## Instructions to follow
Word for word, give again the line holding "of the hillside" and each line after it to the end of the listing below.

## Exercise data
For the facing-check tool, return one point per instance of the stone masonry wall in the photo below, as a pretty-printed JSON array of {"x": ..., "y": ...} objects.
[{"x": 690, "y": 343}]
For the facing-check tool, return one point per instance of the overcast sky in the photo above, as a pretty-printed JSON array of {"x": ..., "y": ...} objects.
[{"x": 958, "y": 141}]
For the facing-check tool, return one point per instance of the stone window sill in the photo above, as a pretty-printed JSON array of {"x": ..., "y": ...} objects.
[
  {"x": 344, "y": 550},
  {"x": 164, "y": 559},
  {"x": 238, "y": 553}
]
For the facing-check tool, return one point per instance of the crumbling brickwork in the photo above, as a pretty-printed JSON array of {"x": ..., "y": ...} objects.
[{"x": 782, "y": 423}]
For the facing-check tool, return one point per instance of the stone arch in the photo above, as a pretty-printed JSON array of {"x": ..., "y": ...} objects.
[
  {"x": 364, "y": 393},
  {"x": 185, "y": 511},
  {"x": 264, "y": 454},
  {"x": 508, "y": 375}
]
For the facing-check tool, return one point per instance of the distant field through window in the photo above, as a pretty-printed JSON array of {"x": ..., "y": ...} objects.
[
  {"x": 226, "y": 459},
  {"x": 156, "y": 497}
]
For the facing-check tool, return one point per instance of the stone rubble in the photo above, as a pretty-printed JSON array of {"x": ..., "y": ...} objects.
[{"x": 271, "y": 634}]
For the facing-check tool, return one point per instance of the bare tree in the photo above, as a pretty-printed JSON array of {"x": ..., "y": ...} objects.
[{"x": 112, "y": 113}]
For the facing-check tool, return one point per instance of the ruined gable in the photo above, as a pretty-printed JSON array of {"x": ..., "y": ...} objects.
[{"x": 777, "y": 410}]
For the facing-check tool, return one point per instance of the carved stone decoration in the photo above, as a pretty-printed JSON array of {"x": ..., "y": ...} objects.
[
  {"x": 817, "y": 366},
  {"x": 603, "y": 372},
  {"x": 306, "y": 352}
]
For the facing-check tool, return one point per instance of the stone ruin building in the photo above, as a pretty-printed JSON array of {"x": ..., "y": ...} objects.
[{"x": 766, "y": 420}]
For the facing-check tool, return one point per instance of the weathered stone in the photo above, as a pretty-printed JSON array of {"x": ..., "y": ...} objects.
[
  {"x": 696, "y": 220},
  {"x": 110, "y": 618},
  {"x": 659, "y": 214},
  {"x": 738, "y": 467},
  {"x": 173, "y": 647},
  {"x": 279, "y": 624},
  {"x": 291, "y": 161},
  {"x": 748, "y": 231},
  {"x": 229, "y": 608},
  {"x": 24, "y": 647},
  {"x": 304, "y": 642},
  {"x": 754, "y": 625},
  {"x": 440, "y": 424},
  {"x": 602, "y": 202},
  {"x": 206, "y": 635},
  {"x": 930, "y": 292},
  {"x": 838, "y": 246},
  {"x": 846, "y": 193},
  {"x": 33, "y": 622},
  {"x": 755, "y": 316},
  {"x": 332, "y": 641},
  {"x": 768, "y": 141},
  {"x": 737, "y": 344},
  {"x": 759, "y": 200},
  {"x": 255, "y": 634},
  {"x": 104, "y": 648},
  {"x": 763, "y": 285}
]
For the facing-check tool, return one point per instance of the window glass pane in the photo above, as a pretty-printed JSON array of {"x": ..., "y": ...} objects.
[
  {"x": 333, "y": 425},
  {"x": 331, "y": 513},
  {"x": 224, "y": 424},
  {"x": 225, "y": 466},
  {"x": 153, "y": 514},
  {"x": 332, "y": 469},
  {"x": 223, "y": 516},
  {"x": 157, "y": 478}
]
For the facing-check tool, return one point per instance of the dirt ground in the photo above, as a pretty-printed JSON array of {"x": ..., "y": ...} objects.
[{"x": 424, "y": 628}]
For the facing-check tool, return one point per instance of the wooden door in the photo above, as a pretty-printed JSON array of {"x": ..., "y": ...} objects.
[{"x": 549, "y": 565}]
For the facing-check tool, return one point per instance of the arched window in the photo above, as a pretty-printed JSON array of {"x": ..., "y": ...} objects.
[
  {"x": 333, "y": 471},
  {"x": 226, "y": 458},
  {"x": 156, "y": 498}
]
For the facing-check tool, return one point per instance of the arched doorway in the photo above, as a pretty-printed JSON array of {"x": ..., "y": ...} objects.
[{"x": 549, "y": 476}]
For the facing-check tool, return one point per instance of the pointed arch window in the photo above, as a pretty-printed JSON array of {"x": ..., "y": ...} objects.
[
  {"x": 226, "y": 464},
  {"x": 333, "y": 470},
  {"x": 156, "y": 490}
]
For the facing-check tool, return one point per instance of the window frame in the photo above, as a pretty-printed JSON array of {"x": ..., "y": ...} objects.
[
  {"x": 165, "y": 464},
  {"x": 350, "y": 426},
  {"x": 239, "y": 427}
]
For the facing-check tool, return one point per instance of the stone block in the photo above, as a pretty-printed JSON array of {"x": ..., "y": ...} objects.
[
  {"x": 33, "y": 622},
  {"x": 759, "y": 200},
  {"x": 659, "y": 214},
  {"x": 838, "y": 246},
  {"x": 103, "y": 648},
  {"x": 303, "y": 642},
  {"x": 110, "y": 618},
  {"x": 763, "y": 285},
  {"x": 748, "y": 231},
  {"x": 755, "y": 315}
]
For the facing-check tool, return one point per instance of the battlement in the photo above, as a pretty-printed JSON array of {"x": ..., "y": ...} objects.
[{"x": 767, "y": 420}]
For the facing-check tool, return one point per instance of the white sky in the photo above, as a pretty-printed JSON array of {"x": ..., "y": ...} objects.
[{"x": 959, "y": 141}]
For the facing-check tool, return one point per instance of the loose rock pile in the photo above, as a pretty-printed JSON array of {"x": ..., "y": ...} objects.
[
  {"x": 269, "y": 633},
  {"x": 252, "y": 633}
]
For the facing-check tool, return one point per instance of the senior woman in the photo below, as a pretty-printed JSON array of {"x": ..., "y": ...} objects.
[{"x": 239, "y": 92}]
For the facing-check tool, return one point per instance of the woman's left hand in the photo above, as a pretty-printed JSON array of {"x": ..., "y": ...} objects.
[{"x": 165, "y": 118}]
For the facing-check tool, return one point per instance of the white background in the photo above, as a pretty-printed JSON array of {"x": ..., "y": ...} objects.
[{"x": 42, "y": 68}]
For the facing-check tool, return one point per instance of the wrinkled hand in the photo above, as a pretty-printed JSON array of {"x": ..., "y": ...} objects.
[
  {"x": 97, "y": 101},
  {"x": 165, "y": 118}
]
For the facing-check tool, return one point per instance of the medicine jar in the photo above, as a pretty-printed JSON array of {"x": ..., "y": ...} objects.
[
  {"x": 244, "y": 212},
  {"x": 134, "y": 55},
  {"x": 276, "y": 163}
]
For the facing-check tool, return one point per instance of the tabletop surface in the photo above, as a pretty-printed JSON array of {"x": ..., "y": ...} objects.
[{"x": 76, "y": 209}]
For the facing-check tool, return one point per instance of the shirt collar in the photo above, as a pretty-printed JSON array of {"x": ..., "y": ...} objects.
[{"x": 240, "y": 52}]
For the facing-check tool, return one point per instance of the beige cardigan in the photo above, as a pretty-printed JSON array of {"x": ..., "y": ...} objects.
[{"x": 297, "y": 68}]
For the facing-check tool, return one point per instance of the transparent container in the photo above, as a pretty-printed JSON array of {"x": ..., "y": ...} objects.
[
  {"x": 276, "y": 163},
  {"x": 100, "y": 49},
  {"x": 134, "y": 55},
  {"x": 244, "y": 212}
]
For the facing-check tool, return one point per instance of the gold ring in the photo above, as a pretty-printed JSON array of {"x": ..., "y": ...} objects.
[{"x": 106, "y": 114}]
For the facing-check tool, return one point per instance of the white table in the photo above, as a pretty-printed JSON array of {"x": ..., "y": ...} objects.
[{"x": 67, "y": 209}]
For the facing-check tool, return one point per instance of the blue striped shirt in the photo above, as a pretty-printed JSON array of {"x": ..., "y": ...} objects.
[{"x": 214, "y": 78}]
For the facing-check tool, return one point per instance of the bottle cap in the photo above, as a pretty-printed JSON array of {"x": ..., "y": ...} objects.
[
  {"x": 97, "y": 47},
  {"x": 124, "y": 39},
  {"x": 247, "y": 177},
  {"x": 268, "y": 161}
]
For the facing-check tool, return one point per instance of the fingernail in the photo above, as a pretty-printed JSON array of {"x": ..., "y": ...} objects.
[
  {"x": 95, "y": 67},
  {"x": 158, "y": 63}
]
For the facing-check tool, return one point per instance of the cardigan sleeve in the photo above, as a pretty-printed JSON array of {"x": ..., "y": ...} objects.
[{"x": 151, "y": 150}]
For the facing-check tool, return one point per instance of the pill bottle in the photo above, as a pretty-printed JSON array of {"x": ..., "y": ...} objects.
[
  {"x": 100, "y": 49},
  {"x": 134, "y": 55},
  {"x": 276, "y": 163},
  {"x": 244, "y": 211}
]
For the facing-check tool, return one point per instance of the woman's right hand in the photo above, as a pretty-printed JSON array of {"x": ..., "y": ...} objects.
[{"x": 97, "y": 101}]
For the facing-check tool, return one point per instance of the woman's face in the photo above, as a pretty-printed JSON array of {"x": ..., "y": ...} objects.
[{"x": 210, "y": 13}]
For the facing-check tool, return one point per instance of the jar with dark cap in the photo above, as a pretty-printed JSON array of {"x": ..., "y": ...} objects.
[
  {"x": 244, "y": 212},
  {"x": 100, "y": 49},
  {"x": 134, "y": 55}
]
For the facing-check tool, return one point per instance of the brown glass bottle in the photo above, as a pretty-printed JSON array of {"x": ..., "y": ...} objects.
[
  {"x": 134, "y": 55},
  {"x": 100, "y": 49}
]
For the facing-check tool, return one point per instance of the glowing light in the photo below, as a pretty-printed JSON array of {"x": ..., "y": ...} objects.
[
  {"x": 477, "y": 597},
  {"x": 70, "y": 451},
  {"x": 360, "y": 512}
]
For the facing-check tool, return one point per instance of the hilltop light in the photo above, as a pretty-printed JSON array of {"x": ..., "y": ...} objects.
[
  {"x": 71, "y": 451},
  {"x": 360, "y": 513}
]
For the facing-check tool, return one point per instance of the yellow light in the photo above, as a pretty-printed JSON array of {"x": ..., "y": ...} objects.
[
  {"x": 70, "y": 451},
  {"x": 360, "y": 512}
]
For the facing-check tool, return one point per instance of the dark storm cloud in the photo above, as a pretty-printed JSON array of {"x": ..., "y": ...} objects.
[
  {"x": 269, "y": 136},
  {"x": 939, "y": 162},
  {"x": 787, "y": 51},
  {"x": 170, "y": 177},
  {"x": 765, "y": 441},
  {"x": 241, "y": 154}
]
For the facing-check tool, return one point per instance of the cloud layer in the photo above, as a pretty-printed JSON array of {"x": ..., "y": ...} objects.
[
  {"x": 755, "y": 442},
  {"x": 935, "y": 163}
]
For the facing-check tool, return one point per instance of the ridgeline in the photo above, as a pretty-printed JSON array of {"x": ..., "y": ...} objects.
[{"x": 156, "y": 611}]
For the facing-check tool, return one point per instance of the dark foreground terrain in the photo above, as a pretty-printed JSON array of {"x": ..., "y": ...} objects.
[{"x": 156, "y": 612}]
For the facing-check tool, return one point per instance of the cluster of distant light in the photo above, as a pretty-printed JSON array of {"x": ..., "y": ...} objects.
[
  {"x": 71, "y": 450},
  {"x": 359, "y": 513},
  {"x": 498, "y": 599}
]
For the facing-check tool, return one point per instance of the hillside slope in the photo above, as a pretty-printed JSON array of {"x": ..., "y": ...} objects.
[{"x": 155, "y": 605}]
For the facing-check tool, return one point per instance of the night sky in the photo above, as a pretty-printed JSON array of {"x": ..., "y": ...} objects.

## Result for this task
For the facing-check tool, return one point per instance of the hillside slope in the photo above, as a pretty-printed JSON array of {"x": ..., "y": ...} objects.
[{"x": 155, "y": 605}]
For the facing-check tool, return one point per instance of the night sky in the photo above, as a pretty-printed JSON array of {"x": ..., "y": ...} objects.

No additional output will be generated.